__PAGE TEXT__

####################

Dear Chairman Li,
We are writing to express our grave concerns regarding the recent adoption by China’s National People’s Congress (NPC) of a formal decision to directly impose national security legislation on Hong Kong. We urge the Standing Committee of the National People’s Congress (NPCSC) to reject the legislation.
Although no details of the law’s contents have been made publicly available, the decision—along with recent comments by Chinese and Hong Kong officials—suggest that it will threaten the basic rights and freedoms of people in Hong Kong. We are particularly concerned about the law’s impact on Hong Kong, especially its vibrant civil society.
According to the NPC decision, the law is expected to prohibit acts of “splittism, subversion, terrorism,” and activities of “foreign and overseas intervention in Hong Kong affairs,” vague terms that can encompass any criticism of the government and be used against people peacefully exercising and defending their human rights. Standing Committee member Tam Yiu-chung has already suggested that those who oppose the national security legislation be disqualified from Hong Kong’s Legislative Council. The deputy director of the Standing Committee’s Hong Kong Basic Law Committee, Elsie Leung, “has not ruled out” that the law may even be retroactive. These restrictions contravene the International Covenant on Civil and Political Rights (ICCPR), which is binding on Hong Kong.
People’s Republic of China law conceptualizes “national security” in such a broad manner that peaceful activists, human rights lawyers, scholars, ethnic minorities, journalists and netizens, are detained, charged and imprisoned for years – sometimes for life – for vaguely defined crimes such as “subversion,” “inciting subversion,” “splittism,” and “leaking state secrets.” The law’s expected prohibition on “foreign intervention” is another vague term that could apply to any group or individual perceived to be interacting with those outside Hong Kong. In fact, the central and Hong Kong governments and officials have already alleged that nongovernmental organizations and activists are steered by “foreign forces,” and that their peaceful activities—including attending protests, receiving donations, and criticizing the government—constitute “foreign intervention.”

####################

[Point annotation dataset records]
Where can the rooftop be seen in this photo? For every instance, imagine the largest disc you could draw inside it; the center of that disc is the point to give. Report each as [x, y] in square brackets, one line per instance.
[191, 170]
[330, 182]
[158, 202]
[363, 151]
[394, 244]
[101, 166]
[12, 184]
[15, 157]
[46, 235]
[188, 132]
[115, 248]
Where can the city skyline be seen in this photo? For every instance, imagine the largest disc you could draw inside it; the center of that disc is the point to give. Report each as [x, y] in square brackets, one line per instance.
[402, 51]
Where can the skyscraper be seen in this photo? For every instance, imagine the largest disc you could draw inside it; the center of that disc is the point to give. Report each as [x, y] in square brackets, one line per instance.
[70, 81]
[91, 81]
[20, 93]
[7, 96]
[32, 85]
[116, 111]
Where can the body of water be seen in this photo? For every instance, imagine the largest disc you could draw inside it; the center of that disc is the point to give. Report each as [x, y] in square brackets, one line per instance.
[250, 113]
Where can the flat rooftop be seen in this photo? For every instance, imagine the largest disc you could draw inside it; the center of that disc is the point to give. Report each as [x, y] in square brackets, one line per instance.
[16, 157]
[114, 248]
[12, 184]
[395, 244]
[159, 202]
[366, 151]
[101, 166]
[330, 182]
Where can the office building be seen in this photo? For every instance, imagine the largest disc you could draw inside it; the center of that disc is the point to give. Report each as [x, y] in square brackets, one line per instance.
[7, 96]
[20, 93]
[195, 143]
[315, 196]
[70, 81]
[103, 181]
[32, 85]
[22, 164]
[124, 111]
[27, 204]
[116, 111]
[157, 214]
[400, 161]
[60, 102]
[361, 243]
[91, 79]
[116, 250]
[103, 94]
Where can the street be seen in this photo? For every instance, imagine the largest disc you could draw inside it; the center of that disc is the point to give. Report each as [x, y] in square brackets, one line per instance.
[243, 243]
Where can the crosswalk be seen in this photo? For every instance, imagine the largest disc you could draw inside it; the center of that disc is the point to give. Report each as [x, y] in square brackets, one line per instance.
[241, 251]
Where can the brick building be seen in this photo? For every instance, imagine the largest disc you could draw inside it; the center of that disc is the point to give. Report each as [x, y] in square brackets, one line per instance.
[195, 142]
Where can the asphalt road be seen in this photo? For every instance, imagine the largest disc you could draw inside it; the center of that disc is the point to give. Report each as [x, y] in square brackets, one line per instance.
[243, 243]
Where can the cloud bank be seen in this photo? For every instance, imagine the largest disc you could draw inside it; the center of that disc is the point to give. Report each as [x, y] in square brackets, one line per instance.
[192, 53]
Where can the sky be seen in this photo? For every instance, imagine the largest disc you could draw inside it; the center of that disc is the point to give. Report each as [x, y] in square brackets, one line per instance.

####################

__TASK BRIEF__
From the letter on Hong Kong's national security law above, retype word for word the part that opens with the words containing "Although no details" and closes with "vibrant civil society.".

__SOLUTION TO THE EXERCISE__
Although no details of the law’s contents have been made publicly available, the decision—along with recent comments by Chinese and Hong Kong officials—suggest that it will threaten the basic rights and freedoms of people in Hong Kong. We are particularly concerned about the law’s impact on Hong Kong, especially its vibrant civil society.